### Requirements:
Copy the rows below from the line containing "of the notebook" through the end of the rows, both ends included and the requests kept, shifting each pixel coordinate in the answers by adding 6 to every number.

### Extracted material:
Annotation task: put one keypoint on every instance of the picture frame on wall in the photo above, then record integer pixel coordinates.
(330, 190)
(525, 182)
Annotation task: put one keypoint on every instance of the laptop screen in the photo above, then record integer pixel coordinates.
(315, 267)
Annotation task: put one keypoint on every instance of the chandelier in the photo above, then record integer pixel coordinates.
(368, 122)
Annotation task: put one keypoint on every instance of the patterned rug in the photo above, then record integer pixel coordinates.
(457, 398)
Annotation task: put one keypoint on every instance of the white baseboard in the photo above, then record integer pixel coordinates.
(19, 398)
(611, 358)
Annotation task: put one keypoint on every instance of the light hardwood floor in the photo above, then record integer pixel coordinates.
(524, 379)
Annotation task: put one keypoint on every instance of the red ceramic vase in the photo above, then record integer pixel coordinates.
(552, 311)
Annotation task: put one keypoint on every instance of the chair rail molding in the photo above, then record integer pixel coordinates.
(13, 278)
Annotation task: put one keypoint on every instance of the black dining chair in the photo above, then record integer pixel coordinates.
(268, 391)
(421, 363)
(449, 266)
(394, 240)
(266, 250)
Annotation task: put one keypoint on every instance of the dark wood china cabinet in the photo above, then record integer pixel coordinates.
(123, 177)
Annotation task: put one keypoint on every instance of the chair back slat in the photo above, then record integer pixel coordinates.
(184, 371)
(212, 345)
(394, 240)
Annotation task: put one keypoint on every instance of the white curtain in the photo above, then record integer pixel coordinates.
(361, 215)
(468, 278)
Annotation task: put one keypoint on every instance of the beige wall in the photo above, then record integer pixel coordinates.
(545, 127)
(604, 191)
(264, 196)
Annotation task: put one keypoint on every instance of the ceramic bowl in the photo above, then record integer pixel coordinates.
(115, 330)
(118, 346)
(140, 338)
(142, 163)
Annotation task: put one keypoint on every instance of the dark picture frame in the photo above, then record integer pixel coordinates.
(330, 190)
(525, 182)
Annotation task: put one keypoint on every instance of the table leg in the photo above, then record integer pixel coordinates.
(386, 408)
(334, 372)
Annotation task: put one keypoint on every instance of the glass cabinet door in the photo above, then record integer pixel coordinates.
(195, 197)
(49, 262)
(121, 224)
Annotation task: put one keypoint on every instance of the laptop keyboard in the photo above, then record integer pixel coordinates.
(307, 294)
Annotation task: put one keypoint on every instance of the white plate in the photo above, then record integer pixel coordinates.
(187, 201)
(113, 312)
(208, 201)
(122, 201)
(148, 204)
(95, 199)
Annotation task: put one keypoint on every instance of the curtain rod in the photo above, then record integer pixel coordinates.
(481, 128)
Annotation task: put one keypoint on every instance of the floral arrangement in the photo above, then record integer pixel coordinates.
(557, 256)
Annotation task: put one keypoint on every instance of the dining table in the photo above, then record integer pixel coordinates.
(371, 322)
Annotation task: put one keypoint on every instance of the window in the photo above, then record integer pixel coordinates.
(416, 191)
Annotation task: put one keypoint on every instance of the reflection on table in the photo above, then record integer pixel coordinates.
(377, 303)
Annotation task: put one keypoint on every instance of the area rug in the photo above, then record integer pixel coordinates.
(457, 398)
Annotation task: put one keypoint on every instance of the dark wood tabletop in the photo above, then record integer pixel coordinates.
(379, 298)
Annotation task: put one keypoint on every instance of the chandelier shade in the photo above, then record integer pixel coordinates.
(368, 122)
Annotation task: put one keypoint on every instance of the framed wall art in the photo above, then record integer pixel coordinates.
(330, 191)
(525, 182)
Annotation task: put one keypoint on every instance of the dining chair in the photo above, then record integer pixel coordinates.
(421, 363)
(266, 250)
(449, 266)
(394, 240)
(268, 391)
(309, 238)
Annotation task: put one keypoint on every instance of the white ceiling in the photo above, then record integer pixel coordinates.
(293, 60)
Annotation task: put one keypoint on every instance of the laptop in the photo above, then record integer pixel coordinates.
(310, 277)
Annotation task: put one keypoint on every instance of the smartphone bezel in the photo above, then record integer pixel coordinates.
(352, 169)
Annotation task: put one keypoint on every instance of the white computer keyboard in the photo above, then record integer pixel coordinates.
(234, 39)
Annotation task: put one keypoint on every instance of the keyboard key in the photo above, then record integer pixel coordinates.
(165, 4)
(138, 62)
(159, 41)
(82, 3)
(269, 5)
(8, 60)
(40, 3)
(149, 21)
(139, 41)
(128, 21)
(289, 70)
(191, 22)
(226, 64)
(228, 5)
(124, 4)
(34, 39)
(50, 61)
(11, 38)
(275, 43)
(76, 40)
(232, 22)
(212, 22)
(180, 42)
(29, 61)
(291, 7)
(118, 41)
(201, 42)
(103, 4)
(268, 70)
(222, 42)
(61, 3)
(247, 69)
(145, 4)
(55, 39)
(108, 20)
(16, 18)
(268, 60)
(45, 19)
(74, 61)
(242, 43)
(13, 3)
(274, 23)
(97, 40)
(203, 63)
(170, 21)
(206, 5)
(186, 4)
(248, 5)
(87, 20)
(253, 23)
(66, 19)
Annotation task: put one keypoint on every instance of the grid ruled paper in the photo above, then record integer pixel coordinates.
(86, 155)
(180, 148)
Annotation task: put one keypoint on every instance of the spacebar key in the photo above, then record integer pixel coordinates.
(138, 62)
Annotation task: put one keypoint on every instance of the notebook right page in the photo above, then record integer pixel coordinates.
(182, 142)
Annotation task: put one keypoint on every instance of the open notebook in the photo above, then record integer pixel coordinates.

### Written answer:
Annotation task: put one keypoint on every instance of the notebook right page in the photo above, then record integer pixel coordinates.
(188, 148)
Annotation task: put one keypoint on every instance of the open notebook in the photo above, then record integer pixel coordinates.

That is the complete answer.